* begin LISTED ENTRIES *

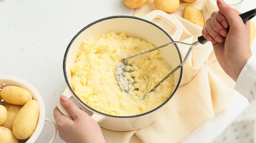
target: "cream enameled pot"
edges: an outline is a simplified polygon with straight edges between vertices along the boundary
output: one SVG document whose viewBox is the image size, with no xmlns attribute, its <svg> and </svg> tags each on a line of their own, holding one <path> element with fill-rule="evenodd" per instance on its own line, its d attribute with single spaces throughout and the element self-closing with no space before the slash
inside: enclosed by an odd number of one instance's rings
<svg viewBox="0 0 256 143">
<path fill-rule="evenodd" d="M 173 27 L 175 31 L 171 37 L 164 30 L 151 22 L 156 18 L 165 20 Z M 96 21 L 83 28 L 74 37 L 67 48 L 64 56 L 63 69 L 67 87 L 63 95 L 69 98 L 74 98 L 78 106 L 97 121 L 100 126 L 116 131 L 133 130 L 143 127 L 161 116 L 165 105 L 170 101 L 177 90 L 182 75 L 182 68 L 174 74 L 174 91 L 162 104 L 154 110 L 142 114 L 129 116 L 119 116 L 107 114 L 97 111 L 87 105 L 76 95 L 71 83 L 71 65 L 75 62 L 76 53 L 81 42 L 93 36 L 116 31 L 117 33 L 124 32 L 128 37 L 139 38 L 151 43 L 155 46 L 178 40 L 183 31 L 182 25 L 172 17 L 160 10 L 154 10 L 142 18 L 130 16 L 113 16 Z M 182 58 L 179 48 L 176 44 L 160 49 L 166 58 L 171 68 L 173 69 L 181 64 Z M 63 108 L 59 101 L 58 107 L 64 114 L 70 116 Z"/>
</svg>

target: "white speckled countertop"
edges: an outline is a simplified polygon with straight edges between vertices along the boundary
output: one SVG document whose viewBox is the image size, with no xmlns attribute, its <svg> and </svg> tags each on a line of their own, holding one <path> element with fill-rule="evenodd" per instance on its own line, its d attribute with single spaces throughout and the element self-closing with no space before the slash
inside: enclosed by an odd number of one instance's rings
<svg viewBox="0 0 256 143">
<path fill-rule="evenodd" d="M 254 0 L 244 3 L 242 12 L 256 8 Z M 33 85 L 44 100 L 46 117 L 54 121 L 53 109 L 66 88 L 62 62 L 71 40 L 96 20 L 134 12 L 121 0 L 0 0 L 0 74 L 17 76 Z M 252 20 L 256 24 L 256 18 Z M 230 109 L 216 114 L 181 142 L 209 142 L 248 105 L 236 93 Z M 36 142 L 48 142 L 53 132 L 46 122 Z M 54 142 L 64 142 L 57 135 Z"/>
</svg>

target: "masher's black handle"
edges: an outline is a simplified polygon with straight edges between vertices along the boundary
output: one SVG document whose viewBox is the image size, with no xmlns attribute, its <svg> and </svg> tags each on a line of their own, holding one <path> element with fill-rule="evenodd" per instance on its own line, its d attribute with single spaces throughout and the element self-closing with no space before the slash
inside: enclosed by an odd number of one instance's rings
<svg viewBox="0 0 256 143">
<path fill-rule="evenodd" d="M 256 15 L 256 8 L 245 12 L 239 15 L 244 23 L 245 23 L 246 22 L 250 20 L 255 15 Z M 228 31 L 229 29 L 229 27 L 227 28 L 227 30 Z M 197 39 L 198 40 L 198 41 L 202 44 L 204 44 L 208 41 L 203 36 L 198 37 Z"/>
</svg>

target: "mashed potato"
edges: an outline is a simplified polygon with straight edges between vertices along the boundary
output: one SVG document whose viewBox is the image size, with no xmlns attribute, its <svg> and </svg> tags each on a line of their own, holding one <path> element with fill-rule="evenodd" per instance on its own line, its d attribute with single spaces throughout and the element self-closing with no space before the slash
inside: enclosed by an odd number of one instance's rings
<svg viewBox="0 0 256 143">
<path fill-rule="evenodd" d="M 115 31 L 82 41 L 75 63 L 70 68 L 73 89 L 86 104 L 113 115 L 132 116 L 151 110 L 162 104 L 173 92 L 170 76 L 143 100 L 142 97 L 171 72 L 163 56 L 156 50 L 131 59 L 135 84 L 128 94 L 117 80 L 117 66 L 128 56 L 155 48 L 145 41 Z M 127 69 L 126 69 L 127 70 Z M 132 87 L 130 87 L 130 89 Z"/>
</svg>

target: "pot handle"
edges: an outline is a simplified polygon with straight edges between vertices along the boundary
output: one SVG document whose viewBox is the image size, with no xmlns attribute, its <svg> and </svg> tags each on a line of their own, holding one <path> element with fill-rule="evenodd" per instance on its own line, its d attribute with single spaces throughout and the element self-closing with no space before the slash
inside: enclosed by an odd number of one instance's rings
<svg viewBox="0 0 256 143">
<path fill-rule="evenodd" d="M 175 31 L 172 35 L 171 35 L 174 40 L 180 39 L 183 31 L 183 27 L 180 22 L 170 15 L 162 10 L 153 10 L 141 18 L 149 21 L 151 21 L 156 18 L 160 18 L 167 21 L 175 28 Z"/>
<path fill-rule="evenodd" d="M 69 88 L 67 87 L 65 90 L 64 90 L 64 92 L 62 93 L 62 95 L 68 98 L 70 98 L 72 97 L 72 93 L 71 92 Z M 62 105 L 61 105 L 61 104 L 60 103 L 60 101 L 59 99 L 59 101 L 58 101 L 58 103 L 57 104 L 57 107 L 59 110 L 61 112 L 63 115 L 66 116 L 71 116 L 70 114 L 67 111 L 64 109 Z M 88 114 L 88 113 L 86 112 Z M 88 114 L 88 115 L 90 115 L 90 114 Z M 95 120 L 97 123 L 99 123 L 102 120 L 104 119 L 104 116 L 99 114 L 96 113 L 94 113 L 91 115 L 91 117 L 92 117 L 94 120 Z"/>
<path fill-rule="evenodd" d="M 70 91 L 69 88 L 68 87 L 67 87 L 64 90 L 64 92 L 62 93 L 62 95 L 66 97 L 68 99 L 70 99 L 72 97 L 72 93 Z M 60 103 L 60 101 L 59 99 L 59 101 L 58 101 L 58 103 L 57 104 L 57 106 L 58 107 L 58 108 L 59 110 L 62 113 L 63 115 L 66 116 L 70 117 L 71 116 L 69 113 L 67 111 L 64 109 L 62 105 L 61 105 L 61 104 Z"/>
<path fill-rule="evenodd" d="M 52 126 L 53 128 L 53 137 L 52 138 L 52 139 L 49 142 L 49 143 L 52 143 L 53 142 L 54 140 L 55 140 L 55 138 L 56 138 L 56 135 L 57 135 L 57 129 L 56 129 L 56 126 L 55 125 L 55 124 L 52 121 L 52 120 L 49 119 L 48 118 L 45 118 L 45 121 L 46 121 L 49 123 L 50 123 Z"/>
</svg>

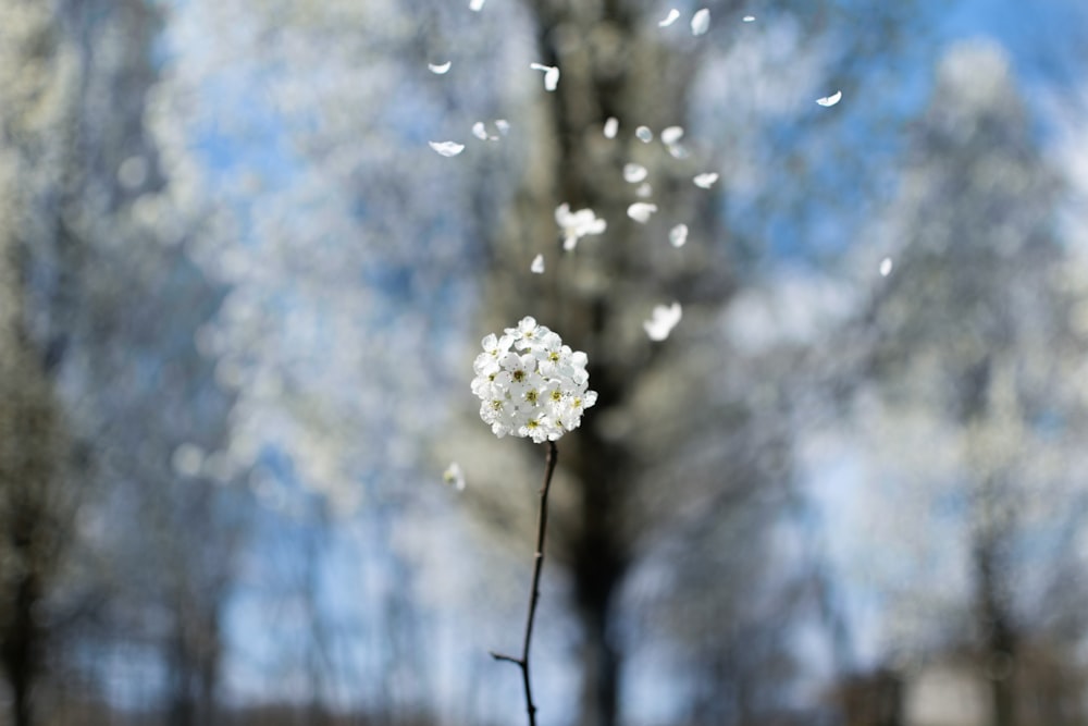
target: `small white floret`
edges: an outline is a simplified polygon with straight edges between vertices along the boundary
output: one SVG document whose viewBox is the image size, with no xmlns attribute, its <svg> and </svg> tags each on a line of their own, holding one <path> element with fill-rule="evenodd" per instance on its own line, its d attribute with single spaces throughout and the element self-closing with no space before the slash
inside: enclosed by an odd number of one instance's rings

* end LISTED ENTRIES *

[EXERCISE GOAL] Locate each line of the material above that contains the word "handle" and copy those lines. Case matters.

[RESPONSE TO THE TASK]
target: "masher's black handle"
target: "pot handle"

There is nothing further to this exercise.